Instruction:
Emit a verbatim copy of the lines running from the line with "of the colonnaded" through the end of the material below.

Input:
>> BEGIN
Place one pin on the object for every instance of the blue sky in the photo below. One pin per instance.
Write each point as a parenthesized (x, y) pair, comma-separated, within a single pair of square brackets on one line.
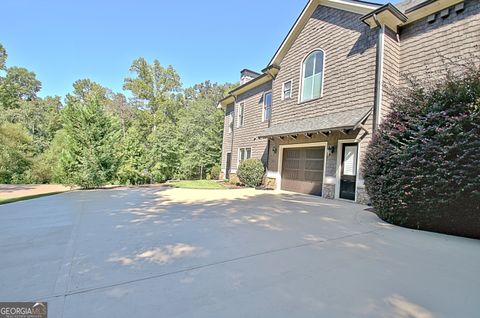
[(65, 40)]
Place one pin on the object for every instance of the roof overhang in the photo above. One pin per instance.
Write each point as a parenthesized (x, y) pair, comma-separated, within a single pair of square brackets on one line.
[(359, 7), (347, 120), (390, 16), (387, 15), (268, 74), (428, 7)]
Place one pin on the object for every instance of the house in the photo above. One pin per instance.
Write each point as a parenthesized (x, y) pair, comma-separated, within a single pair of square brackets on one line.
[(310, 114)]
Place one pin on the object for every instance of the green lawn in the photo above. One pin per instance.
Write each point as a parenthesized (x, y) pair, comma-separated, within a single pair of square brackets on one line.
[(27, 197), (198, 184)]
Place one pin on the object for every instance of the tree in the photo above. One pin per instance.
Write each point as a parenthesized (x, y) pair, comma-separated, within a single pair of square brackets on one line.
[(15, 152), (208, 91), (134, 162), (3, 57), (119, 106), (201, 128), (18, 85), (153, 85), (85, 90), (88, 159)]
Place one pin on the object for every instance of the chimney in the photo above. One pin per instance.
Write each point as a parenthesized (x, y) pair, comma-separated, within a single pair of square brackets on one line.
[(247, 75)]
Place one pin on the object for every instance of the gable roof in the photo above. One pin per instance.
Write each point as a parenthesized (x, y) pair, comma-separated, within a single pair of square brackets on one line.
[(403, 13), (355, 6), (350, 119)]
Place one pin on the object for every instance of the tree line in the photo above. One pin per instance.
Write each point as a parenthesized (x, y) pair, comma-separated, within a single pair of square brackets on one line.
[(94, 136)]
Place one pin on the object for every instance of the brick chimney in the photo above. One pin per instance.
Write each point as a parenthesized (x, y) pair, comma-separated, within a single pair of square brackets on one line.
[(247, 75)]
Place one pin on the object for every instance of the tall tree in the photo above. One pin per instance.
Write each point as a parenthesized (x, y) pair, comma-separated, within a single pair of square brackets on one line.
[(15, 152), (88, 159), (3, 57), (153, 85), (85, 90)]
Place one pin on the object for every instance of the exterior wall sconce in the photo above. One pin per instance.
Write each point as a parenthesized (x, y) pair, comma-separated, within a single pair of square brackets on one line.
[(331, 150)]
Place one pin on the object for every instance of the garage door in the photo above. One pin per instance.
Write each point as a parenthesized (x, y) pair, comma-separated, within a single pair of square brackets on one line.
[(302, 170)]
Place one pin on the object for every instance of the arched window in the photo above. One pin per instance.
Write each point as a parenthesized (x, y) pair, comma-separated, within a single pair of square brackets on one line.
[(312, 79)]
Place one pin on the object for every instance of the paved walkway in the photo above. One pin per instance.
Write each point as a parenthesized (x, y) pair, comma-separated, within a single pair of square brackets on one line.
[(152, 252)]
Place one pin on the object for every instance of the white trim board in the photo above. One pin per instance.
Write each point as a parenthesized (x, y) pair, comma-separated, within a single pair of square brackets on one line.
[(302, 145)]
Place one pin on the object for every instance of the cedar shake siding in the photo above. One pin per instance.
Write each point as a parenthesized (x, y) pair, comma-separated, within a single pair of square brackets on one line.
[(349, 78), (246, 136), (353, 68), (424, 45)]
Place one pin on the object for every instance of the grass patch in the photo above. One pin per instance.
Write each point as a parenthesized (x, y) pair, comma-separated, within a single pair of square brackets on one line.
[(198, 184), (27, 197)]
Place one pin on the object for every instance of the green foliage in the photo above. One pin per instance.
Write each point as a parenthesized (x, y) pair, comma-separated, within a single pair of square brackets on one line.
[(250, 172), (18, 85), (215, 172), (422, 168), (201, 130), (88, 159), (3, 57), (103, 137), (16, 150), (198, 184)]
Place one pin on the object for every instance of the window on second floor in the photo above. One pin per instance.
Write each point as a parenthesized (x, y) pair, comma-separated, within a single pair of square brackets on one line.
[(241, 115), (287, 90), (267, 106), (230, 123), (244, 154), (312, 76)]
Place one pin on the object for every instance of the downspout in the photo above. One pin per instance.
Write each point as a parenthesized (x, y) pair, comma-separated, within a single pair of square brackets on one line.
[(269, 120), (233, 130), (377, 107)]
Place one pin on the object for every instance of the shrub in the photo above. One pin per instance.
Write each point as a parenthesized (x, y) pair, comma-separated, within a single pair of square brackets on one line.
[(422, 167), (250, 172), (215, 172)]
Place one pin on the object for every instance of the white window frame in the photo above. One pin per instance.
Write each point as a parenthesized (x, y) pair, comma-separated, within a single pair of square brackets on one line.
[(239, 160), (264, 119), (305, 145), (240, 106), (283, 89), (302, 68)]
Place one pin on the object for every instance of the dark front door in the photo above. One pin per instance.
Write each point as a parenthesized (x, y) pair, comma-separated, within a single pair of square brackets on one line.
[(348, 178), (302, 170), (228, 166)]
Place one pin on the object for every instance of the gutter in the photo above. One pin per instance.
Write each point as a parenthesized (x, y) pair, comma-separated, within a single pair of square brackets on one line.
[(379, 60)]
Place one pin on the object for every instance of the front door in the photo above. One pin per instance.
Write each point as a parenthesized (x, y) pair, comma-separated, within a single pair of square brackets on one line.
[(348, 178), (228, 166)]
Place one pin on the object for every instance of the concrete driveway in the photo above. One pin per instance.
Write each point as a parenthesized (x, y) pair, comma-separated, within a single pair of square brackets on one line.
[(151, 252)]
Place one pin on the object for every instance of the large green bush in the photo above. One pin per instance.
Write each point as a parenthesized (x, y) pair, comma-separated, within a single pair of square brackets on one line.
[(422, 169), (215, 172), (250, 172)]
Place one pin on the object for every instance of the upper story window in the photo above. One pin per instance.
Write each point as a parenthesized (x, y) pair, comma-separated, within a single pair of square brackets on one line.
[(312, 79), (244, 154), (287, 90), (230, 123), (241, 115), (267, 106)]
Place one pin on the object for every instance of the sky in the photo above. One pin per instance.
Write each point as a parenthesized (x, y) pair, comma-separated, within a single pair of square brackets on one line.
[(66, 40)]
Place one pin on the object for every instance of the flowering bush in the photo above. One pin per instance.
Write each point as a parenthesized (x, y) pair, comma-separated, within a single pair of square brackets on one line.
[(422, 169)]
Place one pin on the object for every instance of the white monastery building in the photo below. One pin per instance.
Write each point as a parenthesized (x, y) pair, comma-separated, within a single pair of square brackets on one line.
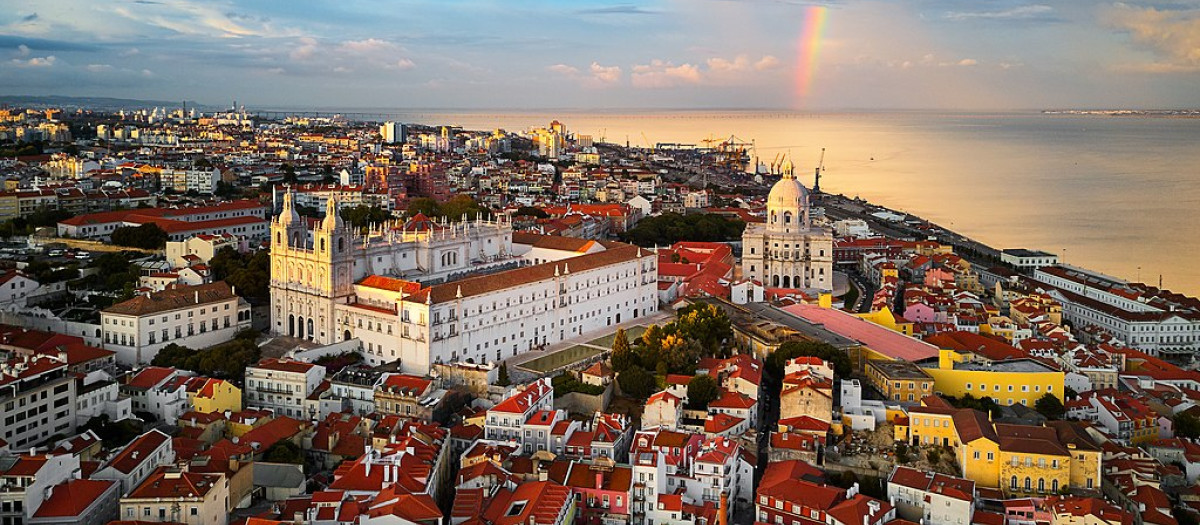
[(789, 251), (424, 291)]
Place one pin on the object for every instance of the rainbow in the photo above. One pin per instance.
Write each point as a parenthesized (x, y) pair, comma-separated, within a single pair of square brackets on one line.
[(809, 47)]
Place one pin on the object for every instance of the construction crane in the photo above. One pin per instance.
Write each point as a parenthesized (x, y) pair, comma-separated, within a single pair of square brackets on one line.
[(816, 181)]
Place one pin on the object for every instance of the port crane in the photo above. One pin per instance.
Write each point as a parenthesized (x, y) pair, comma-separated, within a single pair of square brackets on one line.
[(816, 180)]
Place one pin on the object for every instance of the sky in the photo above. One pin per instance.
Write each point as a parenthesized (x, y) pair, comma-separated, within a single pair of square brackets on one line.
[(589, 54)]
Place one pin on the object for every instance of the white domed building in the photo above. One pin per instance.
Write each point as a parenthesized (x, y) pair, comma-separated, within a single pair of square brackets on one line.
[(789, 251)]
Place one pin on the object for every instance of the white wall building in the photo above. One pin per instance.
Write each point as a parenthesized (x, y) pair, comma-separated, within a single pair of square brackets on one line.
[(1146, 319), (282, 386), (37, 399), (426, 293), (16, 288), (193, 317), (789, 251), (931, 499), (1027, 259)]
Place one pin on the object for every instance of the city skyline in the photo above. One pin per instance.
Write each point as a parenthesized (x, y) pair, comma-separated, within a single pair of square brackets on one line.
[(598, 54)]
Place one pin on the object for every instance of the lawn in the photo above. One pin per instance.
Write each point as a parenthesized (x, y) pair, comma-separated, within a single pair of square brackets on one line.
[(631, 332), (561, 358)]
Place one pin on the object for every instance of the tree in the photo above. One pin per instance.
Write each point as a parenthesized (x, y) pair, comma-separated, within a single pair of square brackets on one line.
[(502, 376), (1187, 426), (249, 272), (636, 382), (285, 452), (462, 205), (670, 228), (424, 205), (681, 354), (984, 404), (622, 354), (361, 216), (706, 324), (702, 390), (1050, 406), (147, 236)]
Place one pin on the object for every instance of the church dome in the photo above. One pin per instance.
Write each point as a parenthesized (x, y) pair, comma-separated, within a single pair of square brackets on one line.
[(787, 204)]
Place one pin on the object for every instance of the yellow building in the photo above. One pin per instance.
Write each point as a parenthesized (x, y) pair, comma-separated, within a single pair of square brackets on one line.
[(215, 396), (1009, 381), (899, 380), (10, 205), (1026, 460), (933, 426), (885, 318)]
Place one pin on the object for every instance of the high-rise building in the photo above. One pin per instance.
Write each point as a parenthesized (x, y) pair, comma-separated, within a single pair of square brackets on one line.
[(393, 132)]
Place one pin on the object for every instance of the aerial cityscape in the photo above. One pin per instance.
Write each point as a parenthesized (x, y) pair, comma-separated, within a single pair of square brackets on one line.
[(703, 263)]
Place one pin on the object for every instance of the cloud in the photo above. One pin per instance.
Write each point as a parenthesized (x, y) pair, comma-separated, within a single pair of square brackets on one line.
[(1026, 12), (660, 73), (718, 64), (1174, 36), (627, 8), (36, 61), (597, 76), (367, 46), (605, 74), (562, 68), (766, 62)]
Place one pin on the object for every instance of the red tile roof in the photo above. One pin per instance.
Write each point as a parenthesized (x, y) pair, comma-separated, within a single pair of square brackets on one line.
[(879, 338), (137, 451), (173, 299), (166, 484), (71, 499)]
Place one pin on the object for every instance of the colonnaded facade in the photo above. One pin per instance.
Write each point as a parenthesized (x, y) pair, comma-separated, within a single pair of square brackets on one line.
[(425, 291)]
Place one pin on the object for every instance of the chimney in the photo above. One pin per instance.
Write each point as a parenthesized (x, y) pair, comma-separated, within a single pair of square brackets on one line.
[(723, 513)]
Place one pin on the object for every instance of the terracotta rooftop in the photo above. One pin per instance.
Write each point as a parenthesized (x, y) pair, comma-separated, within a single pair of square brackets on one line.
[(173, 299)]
>> END
Exercise result:
Place one pin on the object for every instance of the colonnaded facade in the photo above. One pin per instance.
Write each point as a parenthesized (x, y) pair, comma-separated, within a single pair of square brackets on one line.
[(425, 291)]
Place one pin on the object for every instance of the chimney in the photo above. One pin per instance.
Write each point as a parenthesized (x, y) pair, comma-separated, within a single pair of square brackets on one line.
[(723, 513)]
Place one pin on the object for every instance of the terracotta rooftop in the photo above. One pin per instance.
Write each point as a parenthesized (x, y) pair, comma-separated, within a single pair of square brackets on one line.
[(173, 299)]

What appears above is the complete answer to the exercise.